▶ Exercise goal
What lines below contain the string "droplet"? List them all.

(Stored items from a collection)
⁂

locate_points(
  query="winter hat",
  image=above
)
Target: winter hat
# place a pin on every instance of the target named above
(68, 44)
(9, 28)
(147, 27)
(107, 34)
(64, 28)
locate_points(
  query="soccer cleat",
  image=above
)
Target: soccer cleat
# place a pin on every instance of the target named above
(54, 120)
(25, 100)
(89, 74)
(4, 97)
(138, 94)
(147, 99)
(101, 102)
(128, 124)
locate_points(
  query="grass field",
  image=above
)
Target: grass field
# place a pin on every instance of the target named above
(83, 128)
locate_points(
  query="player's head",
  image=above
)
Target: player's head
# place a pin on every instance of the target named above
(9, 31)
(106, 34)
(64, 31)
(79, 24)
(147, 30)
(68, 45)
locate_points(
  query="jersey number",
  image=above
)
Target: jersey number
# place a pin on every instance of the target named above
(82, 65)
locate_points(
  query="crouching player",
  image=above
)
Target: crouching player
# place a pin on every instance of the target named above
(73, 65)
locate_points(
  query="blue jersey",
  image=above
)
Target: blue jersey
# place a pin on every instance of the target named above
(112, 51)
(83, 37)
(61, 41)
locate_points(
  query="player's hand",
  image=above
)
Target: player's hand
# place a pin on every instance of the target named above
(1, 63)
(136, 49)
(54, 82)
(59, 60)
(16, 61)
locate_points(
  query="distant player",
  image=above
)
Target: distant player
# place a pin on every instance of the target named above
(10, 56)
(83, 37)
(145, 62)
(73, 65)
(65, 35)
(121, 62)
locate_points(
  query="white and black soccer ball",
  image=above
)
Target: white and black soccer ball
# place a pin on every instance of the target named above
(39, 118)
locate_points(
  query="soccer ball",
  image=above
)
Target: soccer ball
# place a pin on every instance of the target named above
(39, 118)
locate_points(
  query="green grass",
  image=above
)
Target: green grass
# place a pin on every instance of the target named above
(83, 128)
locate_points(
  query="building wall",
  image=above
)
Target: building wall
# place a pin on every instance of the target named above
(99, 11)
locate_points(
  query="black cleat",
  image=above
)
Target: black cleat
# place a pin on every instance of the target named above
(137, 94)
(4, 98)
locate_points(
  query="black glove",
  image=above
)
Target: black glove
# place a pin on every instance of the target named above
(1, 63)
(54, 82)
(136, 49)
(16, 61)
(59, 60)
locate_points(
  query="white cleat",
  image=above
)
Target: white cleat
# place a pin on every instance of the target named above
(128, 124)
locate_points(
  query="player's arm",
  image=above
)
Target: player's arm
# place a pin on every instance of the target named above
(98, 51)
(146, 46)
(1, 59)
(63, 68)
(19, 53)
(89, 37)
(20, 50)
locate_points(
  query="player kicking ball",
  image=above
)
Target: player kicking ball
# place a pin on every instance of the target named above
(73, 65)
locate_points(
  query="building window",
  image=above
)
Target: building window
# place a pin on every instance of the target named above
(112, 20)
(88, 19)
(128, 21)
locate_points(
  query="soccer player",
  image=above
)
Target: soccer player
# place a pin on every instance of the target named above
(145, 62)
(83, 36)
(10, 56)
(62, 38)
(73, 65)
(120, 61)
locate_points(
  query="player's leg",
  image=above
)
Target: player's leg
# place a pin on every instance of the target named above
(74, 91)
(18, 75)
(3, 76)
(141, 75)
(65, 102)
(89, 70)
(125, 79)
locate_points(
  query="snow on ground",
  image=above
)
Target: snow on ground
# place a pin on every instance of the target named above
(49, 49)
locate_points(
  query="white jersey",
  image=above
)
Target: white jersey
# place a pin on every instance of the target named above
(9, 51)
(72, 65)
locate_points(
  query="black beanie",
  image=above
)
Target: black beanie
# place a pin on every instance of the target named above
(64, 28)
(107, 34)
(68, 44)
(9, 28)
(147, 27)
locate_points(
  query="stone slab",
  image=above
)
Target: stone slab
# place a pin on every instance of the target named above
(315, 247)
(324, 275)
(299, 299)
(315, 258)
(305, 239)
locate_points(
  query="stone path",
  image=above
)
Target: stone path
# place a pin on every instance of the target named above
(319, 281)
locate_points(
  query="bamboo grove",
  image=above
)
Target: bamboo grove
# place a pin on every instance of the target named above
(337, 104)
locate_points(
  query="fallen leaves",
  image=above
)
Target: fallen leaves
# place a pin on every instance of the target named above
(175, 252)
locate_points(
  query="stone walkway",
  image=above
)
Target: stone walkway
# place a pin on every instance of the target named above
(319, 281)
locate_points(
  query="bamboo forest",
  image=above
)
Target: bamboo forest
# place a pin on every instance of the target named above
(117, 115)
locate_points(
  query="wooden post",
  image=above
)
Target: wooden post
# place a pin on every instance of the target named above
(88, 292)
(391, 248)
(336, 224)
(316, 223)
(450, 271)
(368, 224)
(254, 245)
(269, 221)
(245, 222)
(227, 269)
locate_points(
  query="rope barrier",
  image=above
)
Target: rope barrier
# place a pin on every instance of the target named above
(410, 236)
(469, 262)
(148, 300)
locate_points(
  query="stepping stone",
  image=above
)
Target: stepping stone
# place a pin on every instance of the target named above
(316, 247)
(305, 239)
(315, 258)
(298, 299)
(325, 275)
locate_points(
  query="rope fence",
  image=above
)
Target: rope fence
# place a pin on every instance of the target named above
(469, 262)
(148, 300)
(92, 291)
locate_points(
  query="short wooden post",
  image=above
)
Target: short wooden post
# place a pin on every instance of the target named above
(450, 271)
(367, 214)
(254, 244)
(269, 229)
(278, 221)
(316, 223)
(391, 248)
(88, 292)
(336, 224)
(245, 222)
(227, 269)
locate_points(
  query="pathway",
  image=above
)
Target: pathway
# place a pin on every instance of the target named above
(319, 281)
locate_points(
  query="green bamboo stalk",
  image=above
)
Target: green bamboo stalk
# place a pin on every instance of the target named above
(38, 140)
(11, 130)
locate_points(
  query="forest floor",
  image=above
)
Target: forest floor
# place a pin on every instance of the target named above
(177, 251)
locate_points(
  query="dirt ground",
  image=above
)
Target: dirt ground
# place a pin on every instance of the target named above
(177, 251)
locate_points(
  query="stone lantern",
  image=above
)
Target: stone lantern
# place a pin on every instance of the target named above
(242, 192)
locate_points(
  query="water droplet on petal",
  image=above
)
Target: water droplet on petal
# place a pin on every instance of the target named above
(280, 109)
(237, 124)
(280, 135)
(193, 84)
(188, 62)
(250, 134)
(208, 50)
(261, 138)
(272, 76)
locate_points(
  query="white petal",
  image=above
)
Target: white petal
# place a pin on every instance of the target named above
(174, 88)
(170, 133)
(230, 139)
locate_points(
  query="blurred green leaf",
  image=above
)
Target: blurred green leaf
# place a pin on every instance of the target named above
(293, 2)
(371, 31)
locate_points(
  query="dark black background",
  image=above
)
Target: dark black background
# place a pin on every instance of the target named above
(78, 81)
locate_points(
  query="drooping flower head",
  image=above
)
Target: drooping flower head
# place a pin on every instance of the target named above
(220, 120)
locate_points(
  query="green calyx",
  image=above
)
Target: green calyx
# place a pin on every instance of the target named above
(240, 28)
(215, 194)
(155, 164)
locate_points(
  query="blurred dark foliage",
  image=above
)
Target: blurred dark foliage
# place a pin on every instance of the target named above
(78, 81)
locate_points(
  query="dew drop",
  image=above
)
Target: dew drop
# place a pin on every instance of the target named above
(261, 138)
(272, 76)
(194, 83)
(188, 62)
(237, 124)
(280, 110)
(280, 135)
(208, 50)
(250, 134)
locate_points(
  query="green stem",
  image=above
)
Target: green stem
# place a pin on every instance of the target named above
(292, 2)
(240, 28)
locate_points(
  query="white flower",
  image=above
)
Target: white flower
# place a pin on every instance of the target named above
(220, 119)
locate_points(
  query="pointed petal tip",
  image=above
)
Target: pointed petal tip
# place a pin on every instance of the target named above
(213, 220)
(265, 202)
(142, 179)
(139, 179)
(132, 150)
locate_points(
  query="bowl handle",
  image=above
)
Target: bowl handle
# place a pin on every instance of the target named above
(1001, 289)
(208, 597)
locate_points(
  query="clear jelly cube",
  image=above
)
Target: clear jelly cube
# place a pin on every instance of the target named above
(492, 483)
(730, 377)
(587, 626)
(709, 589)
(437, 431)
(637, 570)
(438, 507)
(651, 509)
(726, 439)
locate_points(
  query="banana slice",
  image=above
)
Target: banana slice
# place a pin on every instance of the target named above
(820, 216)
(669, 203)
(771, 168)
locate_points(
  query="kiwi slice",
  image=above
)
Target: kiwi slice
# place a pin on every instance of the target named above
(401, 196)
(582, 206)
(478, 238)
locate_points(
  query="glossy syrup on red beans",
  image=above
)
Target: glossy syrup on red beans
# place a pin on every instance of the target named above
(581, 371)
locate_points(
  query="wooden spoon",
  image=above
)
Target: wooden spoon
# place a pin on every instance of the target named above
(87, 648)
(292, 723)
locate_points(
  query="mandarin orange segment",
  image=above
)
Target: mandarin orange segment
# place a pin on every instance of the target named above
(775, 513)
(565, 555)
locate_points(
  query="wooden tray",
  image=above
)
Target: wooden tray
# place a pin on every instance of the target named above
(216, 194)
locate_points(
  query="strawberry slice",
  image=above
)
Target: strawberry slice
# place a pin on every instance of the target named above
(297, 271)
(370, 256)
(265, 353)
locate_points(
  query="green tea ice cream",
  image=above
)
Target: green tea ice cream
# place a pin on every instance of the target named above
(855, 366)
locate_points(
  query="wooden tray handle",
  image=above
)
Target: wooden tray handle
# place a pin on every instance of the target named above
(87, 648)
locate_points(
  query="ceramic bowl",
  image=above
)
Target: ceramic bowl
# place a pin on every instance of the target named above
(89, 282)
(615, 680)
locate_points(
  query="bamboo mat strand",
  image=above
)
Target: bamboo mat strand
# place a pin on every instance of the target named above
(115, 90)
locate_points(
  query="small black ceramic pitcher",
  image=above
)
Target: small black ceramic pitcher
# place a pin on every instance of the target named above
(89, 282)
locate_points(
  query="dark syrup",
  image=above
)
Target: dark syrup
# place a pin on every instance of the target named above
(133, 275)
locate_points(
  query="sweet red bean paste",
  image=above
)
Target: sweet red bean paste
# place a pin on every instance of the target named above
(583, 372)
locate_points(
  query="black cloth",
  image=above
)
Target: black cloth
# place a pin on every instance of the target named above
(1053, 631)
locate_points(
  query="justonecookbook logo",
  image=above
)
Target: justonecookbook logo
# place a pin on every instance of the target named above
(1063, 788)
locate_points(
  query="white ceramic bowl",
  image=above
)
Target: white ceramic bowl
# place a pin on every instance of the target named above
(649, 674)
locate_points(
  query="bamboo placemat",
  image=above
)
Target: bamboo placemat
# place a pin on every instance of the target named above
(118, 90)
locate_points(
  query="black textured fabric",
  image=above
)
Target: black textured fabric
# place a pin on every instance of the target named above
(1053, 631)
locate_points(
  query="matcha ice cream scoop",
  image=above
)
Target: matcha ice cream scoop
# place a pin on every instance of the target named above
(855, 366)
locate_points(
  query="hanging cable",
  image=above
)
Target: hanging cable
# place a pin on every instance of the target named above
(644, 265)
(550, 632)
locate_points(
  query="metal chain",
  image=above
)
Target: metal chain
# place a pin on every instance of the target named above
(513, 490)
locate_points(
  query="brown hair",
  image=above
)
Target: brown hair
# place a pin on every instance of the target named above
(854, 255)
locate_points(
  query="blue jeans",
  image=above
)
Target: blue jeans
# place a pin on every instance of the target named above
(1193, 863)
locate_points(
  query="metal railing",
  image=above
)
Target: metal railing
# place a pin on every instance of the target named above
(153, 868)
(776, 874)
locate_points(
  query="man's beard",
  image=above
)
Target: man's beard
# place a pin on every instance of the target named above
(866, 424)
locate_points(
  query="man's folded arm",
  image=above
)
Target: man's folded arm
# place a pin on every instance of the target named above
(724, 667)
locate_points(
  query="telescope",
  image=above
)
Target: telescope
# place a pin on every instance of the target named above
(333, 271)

⁂

▶ Written answer
  query="water droplet on petal",
Target: water droplet on petal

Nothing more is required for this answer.